• [What the task requires] Repeat every line of the data exactly; no picture belongs in the copy.

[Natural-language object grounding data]
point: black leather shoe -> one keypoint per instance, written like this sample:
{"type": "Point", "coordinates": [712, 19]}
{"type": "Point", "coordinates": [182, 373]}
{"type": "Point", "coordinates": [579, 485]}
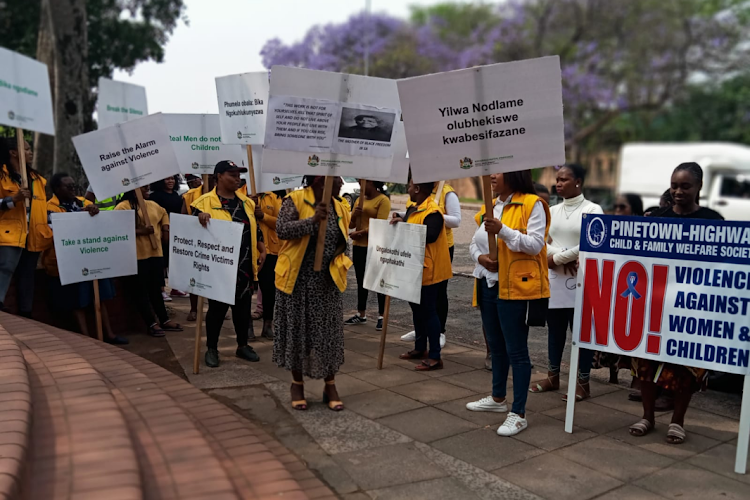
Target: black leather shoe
{"type": "Point", "coordinates": [212, 358]}
{"type": "Point", "coordinates": [116, 340]}
{"type": "Point", "coordinates": [247, 353]}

• [Result]
point: black leather shoe -> one keypoint per instance, written like this sample:
{"type": "Point", "coordinates": [712, 19]}
{"type": "Point", "coordinates": [182, 373]}
{"type": "Point", "coordinates": [579, 485]}
Target: black leather shoe
{"type": "Point", "coordinates": [212, 358]}
{"type": "Point", "coordinates": [116, 340]}
{"type": "Point", "coordinates": [247, 353]}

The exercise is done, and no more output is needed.